Text shown ▸
◆ ◆ ◆ ◆ ◆
Adamantane-based chemotherapeutic drugs.

On the other hand, thiosemicarbazide and thiosemicarbazone derivatives [20,21,22], isothiourea [16,23,24], and 4-thiazolidinone [25,26,27] derivatives were reported to possess marked chemotherapeutic properties.

In view of the above mentioned observations and in continuation to an ongoing study on the chemical and pharmacological properties of adamantane-based derivatives [10,16,17], herein we report the synthesis and characterization of novel adamantane derivatives containing thiosemicarbazide, isothiourea, or 4-thiazolidinone moieties as potential antibacterial, antifungal, and/or anti-proliferative agents.

2. Results and Discussion

2.1. Chemical Synthesis

Adamantan-1-yl isothiocyanate 2 was prepared in good yield starting from 1-adamantylamine 1 following our previously described procedure [28] via modification of the general methods of Munch et al. [29] and Spilovska et al. [30]. The intermediate 4-(adamantan-1-yl)-3-thiosemicarbazide 3 was previously reported as a minor byproduct during the reaction of N-(adamantan-1-yl)- 4-ethoxycarbonylpiperidine-1-carbothioamide with excess hydrazine hydrate, in ethanol, at reflux temperature [29]. In the present investigation, compound 3 was prepared in high yield (94%) via treatment of adamantan-1-yl isothiocyanate 2 with hydrazine hydrate in ethanol at reflux temperature for one hour. 4-(Adamantan-1-yl)-3-thiosemicarbazide 3 was then condensed with the aromatic aldehydes; 2-hydroxybenzaldehyde, 4-nitrobenzaldehyde, 2,4-difluorobenzaldehyde, 2,6-difluorobenzaldehyde, 3,4-dichlorobenzaldehyde, 2,6-dichlorobenzaldehyde, or benzo[d][1,3]dioxole-4-carbaldehyde via heating in ethanol to yield the corresponding azomethine derivatives 4a–g in 68%–85% yield (Scheme 1). Compound 4a was previously reported as a potential treatment for neurodegerative diseases such as Alzheimer’s disease [31]. The structures of compounds 4a–g were confirmed on the basis of 1H nuclear magnetic resonance (NMR), 13C NMR, and electrospray ionization mass spectral (ESI/MS) data, which showed their negative ion peaks [M − H]−.

Scheme 1

Synthetic approach for the target compounds 4a–g.
◆ ◆ ◆ ◆ ◆
Task prompt ▸ Continue the passage on synthesizing adamantane derivatives from where it stops, before the rows.

Extracted data entries ▸
◆ ◆ ◆ ◆ ◆
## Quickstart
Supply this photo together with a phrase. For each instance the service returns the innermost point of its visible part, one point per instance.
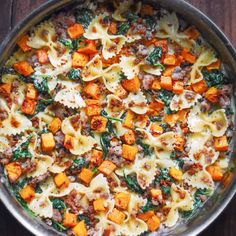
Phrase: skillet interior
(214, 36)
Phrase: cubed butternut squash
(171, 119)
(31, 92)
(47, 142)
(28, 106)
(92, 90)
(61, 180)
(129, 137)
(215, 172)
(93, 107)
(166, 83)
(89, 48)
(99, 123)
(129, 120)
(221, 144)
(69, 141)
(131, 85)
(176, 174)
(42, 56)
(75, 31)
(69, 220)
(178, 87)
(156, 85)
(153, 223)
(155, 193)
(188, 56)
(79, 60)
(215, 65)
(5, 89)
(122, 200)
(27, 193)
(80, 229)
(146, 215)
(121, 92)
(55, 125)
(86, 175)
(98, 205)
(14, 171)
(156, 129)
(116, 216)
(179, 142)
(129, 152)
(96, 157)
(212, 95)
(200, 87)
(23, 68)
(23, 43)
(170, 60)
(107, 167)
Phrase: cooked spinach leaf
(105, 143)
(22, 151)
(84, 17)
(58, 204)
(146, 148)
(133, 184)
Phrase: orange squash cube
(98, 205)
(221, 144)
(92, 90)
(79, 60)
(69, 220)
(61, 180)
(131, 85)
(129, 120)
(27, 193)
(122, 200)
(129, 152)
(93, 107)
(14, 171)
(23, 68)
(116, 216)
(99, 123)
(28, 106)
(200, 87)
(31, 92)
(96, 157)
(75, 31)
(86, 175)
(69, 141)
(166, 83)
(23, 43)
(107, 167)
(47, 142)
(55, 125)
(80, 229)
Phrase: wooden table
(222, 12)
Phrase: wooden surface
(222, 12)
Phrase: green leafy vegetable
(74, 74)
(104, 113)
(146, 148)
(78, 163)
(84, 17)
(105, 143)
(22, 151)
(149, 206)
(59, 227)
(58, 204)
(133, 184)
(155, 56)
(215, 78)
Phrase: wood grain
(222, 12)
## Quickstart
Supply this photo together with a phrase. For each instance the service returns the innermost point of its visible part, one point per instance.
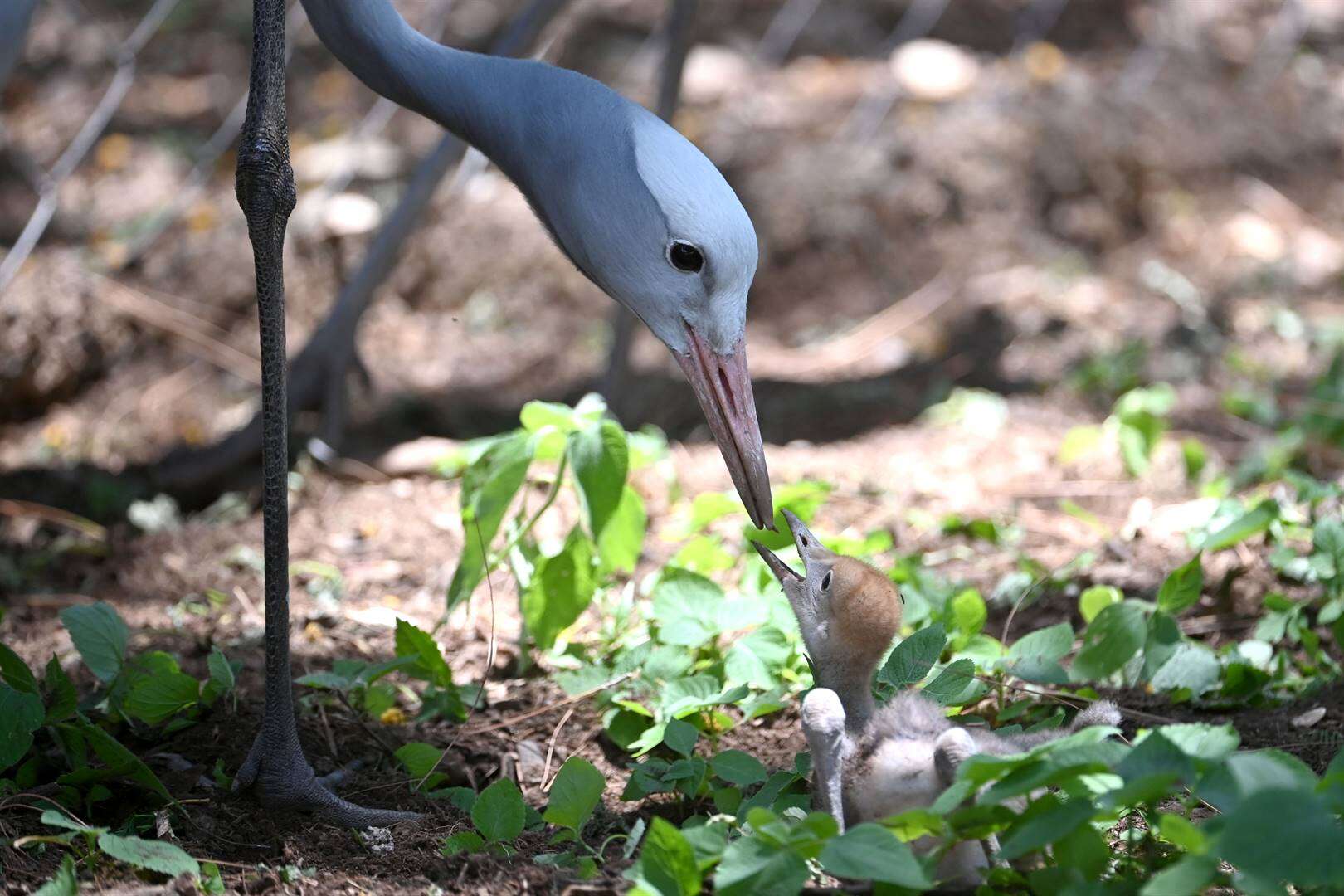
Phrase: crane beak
◆ ◆ ◆ ◆ ◆
Your response ▸
Adamantan-1-yl isothiocyanate 2 was reacted with 1-methylpiperazine or piperidine in boiling ethanol to yield the corresponding N-(adamantan-1-yl)carbothioamides 5 and 6, respectively. Compound 6 was previously reported [28]. The reaction of the carbothioamide derivative 6 with benzyl or 4-substituted benzyl bromides in N,N-dimethylformamide (DMF) in the presence of anhydrous potassium carbonate at room temperature yielded the corresponding S-arylmethyl (isothiourea) derivatives 7a–c in good yields (Scheme 2). The structures of compounds 5 and 7a–c were confirmed on the basis of 1H and 13C NMR spectra, in addition to ESI/MS data, which showed their positive ion peaks [M + H]+.

Scheme 2

Synthetic approach for the target compounds 5, 6, and 7a–c.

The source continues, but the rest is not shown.